Your objective →
Count the lines in the entries below that contain the string "doorway". Reply with the number only.
* begin Data excerpts *
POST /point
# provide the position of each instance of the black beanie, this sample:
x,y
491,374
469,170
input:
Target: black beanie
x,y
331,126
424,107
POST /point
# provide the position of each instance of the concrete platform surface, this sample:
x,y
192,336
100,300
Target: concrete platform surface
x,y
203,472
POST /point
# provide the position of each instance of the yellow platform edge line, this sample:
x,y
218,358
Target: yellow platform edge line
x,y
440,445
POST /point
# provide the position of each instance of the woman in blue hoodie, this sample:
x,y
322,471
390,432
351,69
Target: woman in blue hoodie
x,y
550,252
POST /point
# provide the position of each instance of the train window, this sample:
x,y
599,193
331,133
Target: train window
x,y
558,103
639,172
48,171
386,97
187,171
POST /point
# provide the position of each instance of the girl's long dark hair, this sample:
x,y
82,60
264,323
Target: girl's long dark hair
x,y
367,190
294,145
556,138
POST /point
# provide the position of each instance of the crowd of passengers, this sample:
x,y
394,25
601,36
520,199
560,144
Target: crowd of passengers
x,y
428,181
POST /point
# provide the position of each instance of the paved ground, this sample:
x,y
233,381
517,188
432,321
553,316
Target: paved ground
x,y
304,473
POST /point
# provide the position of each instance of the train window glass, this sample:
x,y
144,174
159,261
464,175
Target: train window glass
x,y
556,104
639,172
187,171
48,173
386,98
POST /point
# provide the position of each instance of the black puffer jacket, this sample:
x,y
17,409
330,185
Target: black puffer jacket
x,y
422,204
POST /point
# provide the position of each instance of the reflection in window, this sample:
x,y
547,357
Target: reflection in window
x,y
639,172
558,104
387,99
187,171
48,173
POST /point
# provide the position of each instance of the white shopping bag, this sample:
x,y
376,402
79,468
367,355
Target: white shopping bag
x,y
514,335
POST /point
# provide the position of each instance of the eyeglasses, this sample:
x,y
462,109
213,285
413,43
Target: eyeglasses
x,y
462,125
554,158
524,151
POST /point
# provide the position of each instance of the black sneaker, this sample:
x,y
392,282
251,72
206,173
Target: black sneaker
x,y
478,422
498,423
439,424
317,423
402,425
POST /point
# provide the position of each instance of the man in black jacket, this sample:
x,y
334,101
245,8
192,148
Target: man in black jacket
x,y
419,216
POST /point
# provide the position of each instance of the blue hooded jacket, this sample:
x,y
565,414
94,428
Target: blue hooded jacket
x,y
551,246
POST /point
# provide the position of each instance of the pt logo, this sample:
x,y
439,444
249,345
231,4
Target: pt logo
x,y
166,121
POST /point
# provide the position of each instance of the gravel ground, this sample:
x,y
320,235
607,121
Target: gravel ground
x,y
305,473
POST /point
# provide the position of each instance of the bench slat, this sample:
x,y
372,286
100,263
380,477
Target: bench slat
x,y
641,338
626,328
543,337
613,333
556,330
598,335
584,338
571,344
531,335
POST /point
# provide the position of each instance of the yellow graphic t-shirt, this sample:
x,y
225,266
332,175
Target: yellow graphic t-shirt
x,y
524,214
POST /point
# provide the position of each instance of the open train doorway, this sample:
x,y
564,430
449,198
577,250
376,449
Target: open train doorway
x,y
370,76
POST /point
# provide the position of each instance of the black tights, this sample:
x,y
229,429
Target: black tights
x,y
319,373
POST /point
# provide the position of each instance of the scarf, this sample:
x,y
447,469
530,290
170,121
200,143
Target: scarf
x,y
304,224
* end Data excerpts *
Solution →
2